- Information supplied -
▶
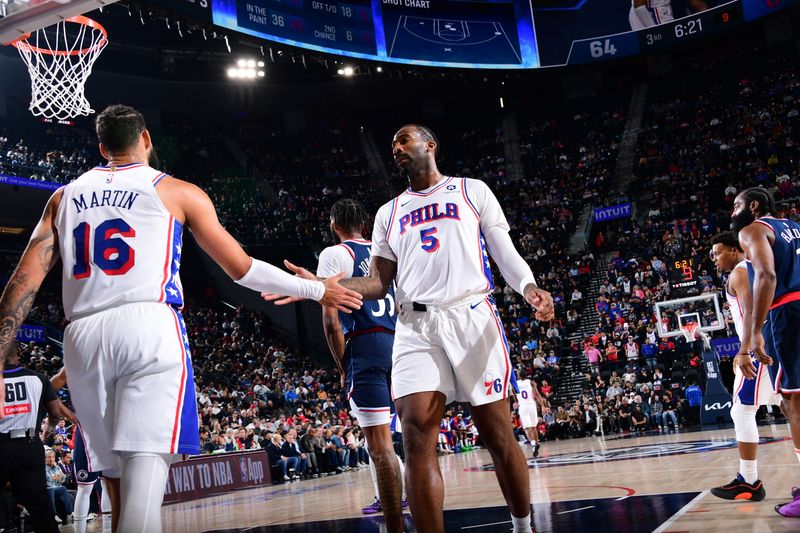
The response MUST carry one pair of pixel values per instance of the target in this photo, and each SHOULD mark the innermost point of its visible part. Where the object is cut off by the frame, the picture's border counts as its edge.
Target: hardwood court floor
(655, 483)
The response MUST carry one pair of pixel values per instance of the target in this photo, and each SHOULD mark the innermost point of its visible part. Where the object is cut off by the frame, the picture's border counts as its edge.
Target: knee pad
(744, 422)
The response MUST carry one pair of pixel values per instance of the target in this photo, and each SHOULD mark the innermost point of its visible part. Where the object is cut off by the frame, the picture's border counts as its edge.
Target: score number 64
(602, 48)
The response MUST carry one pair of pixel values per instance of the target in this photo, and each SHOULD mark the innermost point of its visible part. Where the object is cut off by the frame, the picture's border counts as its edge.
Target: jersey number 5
(429, 243)
(109, 251)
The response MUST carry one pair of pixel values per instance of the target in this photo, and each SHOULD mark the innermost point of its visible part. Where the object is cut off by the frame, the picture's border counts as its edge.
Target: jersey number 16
(108, 250)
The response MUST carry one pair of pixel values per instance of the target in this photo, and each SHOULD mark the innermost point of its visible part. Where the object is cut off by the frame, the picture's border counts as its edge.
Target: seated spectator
(671, 405)
(546, 389)
(594, 357)
(341, 446)
(60, 500)
(311, 445)
(290, 448)
(614, 390)
(650, 354)
(277, 458)
(612, 356)
(334, 458)
(638, 418)
(657, 410)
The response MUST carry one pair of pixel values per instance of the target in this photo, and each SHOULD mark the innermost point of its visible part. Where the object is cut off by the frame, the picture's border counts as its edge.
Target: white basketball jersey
(526, 396)
(436, 238)
(736, 309)
(119, 244)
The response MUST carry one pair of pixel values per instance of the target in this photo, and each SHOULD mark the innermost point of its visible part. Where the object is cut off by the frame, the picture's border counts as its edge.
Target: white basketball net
(59, 60)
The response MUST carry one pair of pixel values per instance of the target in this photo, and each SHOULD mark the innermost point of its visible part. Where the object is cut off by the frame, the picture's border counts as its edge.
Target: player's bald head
(425, 135)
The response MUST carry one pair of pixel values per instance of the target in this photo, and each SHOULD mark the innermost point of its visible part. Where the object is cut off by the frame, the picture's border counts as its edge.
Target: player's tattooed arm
(37, 260)
(335, 338)
(382, 272)
(18, 295)
(756, 243)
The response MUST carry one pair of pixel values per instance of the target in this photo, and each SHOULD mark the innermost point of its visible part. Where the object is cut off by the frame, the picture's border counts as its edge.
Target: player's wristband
(263, 277)
(525, 282)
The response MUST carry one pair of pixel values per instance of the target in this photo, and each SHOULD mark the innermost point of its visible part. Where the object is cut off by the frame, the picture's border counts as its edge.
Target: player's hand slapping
(335, 295)
(743, 359)
(541, 300)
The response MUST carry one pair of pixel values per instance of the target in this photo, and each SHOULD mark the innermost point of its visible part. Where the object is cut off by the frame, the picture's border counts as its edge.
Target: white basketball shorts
(758, 391)
(529, 415)
(130, 377)
(459, 350)
(370, 416)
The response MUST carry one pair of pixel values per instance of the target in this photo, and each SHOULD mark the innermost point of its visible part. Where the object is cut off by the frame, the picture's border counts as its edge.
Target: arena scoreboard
(683, 277)
(497, 34)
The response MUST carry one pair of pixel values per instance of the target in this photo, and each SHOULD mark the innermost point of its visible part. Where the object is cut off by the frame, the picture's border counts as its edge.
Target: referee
(28, 395)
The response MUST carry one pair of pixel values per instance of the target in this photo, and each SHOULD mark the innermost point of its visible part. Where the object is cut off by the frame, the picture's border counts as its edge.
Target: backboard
(704, 310)
(18, 17)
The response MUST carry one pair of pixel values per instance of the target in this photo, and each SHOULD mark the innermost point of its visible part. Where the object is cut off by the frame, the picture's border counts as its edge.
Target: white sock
(143, 480)
(105, 501)
(82, 501)
(644, 15)
(521, 525)
(374, 475)
(749, 471)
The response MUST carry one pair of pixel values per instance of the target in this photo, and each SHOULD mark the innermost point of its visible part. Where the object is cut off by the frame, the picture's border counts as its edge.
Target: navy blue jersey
(374, 315)
(786, 250)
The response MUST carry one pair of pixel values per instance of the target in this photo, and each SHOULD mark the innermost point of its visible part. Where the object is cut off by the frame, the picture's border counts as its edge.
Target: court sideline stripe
(484, 525)
(674, 518)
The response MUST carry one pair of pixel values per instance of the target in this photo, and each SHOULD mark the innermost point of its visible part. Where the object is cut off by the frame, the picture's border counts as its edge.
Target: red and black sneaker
(739, 490)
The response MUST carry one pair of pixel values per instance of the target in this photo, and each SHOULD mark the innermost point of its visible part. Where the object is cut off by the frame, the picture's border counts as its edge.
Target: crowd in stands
(46, 153)
(254, 391)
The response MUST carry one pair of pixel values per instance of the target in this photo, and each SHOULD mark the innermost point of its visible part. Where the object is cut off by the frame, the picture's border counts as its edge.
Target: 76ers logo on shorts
(492, 384)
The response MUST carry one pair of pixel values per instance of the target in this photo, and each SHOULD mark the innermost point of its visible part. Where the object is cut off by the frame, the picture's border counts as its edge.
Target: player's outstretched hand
(759, 350)
(541, 300)
(339, 297)
(744, 362)
(67, 413)
(300, 272)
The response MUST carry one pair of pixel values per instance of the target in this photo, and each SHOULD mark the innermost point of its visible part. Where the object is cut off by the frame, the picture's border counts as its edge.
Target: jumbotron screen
(496, 34)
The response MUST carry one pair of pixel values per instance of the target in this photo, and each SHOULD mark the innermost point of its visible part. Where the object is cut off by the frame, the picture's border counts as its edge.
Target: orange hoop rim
(689, 329)
(21, 43)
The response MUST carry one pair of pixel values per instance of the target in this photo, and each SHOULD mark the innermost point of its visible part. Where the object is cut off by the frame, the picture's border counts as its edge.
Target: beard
(742, 220)
(152, 158)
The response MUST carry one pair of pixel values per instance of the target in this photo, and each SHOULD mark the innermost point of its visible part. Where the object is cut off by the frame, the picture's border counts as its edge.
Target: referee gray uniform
(28, 395)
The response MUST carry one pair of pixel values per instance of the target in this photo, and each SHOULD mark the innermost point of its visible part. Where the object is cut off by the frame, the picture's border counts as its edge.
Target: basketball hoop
(689, 330)
(59, 65)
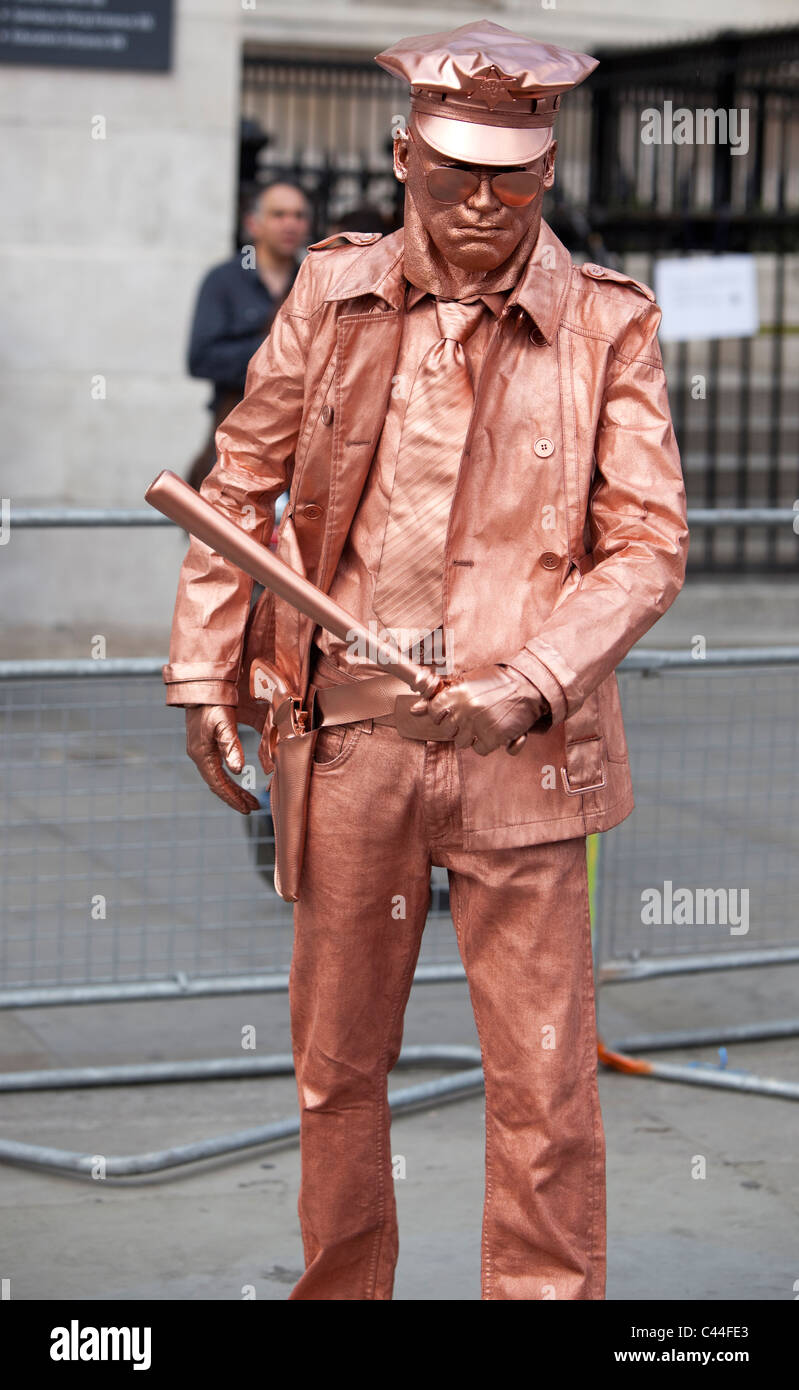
◀
- What this task involves -
How many lines in the entries above contain the word "hand"? Reply with the number alone.

- Task response -
2